Please repeat the records exactly from their first line, finishing at the line containing "the millipede leg" and including it.

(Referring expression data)
==============================

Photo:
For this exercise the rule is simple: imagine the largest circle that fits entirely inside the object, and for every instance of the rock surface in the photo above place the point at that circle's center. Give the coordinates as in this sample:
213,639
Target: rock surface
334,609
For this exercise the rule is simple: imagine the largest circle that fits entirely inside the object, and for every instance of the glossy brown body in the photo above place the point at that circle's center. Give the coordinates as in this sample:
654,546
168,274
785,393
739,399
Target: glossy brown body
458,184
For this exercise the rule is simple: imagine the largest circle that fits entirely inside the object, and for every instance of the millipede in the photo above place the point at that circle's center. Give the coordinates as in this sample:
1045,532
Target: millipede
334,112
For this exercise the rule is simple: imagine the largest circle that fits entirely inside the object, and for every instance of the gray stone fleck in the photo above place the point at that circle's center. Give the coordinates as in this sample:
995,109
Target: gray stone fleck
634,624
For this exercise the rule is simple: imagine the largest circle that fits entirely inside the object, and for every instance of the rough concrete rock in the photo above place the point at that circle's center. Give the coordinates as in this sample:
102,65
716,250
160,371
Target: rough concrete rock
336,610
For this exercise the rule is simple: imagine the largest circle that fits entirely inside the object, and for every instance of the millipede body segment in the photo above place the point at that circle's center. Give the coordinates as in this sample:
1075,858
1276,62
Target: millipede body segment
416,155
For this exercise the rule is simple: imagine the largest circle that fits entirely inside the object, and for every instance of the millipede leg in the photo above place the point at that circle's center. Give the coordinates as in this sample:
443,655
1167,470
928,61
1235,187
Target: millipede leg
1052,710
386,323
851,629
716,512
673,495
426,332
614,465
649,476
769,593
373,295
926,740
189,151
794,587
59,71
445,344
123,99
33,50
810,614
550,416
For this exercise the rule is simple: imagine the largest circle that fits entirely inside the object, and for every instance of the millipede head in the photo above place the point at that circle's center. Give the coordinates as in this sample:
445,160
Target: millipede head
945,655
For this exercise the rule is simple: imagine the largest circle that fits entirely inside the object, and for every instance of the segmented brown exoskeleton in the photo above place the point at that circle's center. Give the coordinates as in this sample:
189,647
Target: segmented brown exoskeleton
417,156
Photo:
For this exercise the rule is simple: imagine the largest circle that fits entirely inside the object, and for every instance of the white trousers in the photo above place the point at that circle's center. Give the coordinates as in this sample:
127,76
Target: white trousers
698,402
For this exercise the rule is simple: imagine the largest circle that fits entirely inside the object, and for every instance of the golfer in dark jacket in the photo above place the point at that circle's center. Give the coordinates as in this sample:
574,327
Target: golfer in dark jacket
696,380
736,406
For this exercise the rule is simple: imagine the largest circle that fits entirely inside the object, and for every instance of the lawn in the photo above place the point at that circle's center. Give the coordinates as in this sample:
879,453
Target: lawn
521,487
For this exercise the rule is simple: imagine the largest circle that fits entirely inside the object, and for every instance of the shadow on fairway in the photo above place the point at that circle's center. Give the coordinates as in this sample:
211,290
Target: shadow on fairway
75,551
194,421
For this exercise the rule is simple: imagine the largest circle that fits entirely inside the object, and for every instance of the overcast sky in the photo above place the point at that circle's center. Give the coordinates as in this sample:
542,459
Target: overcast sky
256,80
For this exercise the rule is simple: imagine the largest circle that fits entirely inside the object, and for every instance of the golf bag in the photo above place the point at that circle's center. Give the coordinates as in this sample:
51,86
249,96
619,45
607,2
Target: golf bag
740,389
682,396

==============================

_Response to this exercise_.
Photo:
For this exercise the rule is simple: imagine the largest circle that fits entirely inside the object, and for every instance of the rock surface in the photo above place the point at that circle's center. Give the coordinates as in this sample:
213,639
Target: rock surface
334,609
For this exercise the rule is simple: imagine the largest circle that fits entirely inside the object, and for every instance of the glossy brown body in the photo above place the point at that circle's center. Give the coordinates as in this sample:
654,546
168,274
785,393
739,399
Target: glossy brown body
458,184
For this exercise the rule is simple: imagine the largest circle that fits entirely inside the object, and for every instance of the millipede in the photo above place the point at that circle's center. Give the coordinates as in this sample:
1045,532
Target: millipede
334,112
For this exercise the rule is simple: imagine the largest circle that fits entirely inside the object, and for every instance of the gray stone fleck in the photo above place the point at that circle's center. Give the coordinates as in this sample:
995,109
Target: gray stone fleck
634,624
For this exercise the rule is simple: imagine the largest circle that fits entirely inside the object, and for every instance of the rough concrete rock in the photo above place the point at that circle's center. Give the coordinates as in this sample:
102,65
716,250
160,371
Target: rough concrete rock
336,610
For this exercise the rule is simple: imagine the largest circle that fits entirely inside the object, and for every instance of the millipede body segment in the photo above place the point at that circle's center. Give the coordinates as in this sample:
1075,858
1276,62
Target: millipede body segment
416,155
For this exercise the rule is simple: imagine the largest circle that fits entirely inside the object, and for every instance of the millipede leg in the photo above place the point at that circle's center. Give the coordinates as in this sample:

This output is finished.